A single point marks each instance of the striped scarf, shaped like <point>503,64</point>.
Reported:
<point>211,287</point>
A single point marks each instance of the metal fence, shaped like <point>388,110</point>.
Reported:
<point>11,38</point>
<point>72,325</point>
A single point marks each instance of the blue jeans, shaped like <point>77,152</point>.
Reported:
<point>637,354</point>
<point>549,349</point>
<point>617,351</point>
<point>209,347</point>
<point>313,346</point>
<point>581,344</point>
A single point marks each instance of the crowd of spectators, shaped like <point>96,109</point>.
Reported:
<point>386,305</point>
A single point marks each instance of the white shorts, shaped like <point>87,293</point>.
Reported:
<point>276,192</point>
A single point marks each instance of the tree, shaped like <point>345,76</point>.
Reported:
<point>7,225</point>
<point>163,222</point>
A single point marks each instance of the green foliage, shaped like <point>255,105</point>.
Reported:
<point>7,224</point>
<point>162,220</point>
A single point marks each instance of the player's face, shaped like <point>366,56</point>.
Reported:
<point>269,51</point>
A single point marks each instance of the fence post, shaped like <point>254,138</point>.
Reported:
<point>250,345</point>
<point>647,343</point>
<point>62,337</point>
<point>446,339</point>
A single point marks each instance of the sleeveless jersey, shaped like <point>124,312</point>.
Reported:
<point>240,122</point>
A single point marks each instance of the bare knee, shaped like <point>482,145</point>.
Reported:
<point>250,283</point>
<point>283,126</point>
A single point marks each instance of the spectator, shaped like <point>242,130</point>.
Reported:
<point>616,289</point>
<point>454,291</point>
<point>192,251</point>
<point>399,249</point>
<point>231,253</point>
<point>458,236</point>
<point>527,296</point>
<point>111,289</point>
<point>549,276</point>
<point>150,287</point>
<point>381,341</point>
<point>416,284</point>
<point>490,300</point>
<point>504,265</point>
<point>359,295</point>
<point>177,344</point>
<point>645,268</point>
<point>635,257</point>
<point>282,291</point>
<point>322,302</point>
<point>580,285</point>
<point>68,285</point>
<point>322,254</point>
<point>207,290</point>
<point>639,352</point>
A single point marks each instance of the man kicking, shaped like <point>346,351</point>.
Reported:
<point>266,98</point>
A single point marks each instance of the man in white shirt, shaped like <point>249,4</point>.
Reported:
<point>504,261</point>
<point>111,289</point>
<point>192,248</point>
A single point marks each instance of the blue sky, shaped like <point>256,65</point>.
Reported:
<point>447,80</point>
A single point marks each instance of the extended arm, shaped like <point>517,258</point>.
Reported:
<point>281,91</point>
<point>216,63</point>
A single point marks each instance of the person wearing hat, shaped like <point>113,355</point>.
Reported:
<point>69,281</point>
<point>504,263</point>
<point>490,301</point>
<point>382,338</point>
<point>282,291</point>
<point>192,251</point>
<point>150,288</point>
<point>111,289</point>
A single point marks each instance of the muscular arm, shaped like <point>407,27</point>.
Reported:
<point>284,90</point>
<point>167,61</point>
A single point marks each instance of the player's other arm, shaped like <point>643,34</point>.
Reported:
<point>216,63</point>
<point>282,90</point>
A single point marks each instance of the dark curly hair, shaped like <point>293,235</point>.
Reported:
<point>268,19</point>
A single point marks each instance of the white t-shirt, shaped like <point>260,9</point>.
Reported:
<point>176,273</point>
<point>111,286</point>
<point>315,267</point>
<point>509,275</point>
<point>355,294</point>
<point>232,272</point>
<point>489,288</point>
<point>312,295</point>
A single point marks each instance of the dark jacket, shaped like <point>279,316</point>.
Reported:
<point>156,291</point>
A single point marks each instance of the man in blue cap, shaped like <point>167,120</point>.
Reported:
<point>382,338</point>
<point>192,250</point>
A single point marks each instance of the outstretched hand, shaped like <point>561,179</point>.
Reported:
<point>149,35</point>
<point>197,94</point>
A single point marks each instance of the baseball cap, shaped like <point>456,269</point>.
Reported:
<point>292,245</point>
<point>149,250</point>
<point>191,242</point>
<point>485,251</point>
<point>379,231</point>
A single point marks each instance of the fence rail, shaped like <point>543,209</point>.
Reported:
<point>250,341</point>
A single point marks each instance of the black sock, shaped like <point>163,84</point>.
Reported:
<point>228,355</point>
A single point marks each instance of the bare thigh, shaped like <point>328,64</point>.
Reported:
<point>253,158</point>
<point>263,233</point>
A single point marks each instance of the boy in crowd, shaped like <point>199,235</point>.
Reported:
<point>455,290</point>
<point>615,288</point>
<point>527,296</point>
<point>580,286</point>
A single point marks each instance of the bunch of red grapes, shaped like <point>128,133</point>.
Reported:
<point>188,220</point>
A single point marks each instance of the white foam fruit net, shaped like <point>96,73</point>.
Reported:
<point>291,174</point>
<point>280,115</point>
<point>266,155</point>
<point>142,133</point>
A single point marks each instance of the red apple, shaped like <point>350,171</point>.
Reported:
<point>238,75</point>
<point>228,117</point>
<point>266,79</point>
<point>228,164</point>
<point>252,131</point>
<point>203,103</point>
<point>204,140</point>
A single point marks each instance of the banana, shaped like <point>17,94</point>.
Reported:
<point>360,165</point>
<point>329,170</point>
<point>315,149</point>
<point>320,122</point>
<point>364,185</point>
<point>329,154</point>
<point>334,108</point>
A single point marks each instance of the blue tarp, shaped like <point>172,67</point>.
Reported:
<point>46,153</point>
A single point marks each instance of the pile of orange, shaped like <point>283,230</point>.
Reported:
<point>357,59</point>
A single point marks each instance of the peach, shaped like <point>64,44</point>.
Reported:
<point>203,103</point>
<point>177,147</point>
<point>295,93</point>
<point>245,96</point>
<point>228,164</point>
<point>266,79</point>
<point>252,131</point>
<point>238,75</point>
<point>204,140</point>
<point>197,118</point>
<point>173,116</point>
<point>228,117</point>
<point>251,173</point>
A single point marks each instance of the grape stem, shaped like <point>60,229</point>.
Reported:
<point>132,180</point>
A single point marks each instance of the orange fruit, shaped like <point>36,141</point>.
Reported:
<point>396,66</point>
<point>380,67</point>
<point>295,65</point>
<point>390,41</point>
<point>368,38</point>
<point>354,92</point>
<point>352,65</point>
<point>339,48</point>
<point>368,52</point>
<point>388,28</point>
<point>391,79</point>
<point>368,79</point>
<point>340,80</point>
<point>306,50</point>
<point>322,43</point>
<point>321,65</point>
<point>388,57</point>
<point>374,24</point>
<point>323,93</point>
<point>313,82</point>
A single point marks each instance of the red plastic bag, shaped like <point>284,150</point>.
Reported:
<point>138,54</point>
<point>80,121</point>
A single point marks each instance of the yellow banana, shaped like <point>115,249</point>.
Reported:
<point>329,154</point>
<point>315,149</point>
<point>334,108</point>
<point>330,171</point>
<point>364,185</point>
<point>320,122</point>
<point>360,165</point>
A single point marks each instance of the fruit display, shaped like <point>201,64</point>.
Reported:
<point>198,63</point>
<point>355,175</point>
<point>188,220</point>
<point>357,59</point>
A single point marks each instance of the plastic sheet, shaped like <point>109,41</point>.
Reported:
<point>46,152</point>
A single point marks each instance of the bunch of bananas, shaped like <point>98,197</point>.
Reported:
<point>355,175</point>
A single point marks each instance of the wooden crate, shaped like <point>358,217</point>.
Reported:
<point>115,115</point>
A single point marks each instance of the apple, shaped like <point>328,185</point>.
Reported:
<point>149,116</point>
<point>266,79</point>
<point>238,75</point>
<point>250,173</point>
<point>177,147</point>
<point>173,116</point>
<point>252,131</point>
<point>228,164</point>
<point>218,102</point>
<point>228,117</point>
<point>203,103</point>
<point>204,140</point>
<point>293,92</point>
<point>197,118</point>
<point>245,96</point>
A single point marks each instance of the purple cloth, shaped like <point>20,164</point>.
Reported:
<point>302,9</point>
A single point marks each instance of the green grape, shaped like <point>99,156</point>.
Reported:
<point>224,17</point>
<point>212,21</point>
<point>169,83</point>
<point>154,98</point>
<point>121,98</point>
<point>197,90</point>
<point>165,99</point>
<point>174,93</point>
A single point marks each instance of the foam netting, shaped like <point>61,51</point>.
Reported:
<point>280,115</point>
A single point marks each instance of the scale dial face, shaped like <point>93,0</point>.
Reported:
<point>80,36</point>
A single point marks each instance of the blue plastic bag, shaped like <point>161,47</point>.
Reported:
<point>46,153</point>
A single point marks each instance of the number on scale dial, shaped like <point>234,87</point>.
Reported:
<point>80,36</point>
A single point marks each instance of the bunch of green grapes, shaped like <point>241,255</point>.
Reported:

◆ **Instructions for the task**: What are the lines from the one with "A single point marks each instance of the apple, shaped" through the last line of the records above? Quote them exactly and add nothing.

◆ **Reply to the exercise**:
A single point marks each instance of the apple, shaped like <point>328,185</point>.
Reported:
<point>149,116</point>
<point>266,79</point>
<point>238,75</point>
<point>250,173</point>
<point>177,147</point>
<point>173,116</point>
<point>252,131</point>
<point>228,164</point>
<point>218,102</point>
<point>228,117</point>
<point>203,103</point>
<point>204,140</point>
<point>293,92</point>
<point>197,118</point>
<point>245,96</point>
A single point marks each instance of the purple cloth, shaped like <point>20,164</point>.
Reported:
<point>302,9</point>
A single point marks each instance of the green grape, shaped like <point>99,156</point>.
Reported:
<point>224,17</point>
<point>212,21</point>
<point>169,83</point>
<point>154,98</point>
<point>121,98</point>
<point>197,90</point>
<point>165,99</point>
<point>174,93</point>
A single point marks each instance of the foam netting, shaped like <point>61,51</point>.
Reported:
<point>280,115</point>
A single point marks each instance of the scale dial face, shaped like <point>93,0</point>.
Reported:
<point>80,36</point>
A single point marks each instance of the blue plastic bag, shaped like <point>161,47</point>.
Reported:
<point>46,153</point>
A single point marks each instance of the number on scale dial, shaped like <point>234,87</point>.
Reported:
<point>80,36</point>
A single point marks each instance of the bunch of green grapes, shaped like <point>241,255</point>.
Reported:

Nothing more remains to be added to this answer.